— BEGIN INPUT RECORDS —
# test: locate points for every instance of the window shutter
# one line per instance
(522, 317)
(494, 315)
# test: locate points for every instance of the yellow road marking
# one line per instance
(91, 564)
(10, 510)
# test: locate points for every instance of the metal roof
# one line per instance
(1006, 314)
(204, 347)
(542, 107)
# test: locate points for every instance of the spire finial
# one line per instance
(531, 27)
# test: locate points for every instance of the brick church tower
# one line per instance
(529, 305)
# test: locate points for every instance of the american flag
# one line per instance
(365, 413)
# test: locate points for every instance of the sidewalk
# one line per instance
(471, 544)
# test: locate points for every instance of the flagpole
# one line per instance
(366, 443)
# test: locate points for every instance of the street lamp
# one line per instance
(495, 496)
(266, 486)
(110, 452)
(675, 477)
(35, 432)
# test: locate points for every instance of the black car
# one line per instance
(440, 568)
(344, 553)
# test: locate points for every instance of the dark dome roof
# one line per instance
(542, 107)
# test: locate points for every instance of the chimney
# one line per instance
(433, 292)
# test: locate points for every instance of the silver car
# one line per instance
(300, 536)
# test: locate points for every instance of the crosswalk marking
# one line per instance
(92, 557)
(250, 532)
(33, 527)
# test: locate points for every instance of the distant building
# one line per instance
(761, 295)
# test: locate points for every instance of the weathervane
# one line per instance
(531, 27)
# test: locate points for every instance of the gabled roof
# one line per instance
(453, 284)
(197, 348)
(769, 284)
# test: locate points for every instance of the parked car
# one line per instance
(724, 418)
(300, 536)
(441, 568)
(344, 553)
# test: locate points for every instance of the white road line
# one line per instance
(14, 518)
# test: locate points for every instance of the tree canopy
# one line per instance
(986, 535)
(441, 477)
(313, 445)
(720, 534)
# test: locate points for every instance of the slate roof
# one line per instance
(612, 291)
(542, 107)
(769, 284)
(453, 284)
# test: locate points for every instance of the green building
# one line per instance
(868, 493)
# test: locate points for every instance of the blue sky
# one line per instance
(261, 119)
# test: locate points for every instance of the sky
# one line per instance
— END INPUT RECORDS —
__WHAT YOU SHOULD DO__
Lay out every line of the items, from the line containing "# test: locate points for every instance of the chimney" through the final line of the items, as a Markdown table with the columns Row and Line. Number each row and omit blank lines.

__REPLY TO THE TASK__
| Row | Line |
|---|---|
| 1 | # test: locate points for every instance of the chimney |
| 2 | # one line per instance |
| 3 | (433, 292) |
| 4 | # test: locate points for every instance of the silver car |
| 5 | # one line per instance |
| 6 | (300, 536) |
| 7 | # test: locate points for every instance of the crosswalk marking |
| 8 | # one line per instance |
| 9 | (92, 557) |
| 10 | (250, 532) |
| 11 | (33, 527) |
| 12 | # test: locate points for every instance of the distant building |
| 13 | # one line per instance |
| 14 | (761, 295) |
| 15 | # test: locate points for every instance of the weathervane |
| 16 | # one line per instance |
| 17 | (531, 27) |
| 18 | # test: locate points for every instance of the gabled roof |
| 19 | # one line per instance |
| 20 | (453, 284) |
| 21 | (197, 348) |
| 22 | (769, 284) |
| 23 | # test: locate points for every instance of the parked car |
| 24 | # one line per instance |
| 25 | (724, 418) |
| 26 | (300, 536) |
| 27 | (441, 568) |
| 28 | (344, 553) |
| 29 | # test: locate points for every instance of the white road line |
| 30 | # one line per instance |
| 31 | (14, 518) |
| 32 | # test: locate points for every instance of the tree canopy |
| 33 | # one line per instance |
| 34 | (986, 535) |
| 35 | (441, 477) |
| 36 | (313, 445) |
| 37 | (720, 534) |
| 38 | # test: locate points for every instance of the slate roof |
| 39 | # one line per instance |
| 40 | (612, 291) |
| 41 | (542, 107) |
| 42 | (769, 284) |
| 43 | (453, 284) |
| 44 | # test: locate points for every instance of the green building |
| 45 | # one line per instance |
| 46 | (868, 493) |
| 47 | # test: locate points for every instance of the blue sky |
| 48 | # one line per instance |
| 49 | (261, 119) |
| 50 | # test: locate points for every instance of the sky |
| 51 | # one line per instance |